**Work to complete**
Write out every line of the items below word for word, leaving out the pictures.

═══ Excerpted records ═══

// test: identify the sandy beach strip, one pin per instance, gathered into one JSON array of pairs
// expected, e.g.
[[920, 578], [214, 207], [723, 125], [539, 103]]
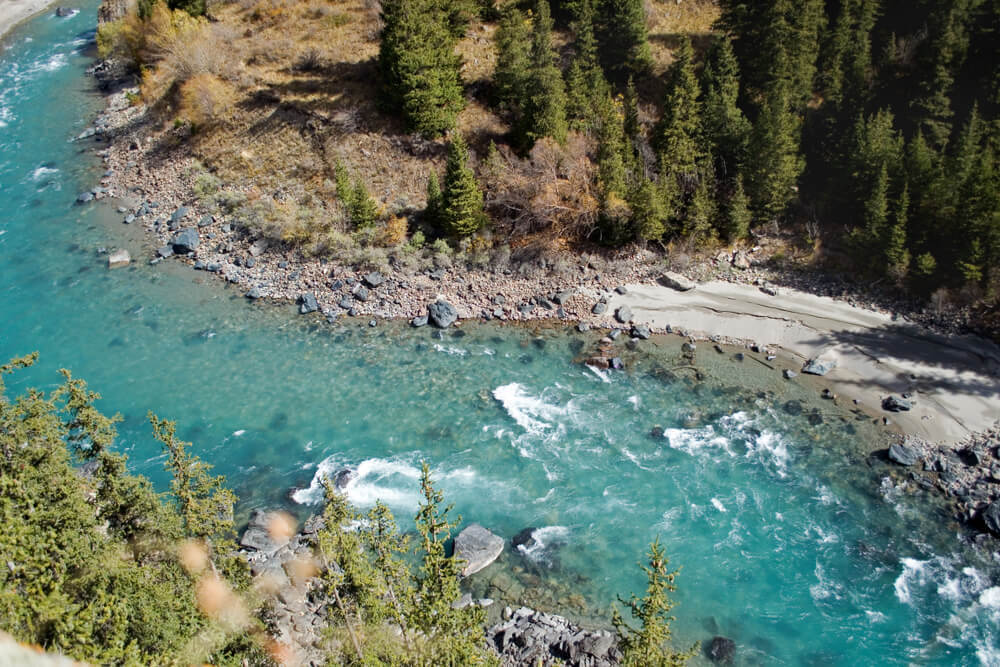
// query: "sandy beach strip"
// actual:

═══

**Finished answer**
// test: identify the sandy beach strip, one pin per instance, gathered into one JSON array of pairs
// expected, e.g.
[[920, 578], [214, 207], [723, 125], [539, 103]]
// query: "sandy beach strip"
// actual:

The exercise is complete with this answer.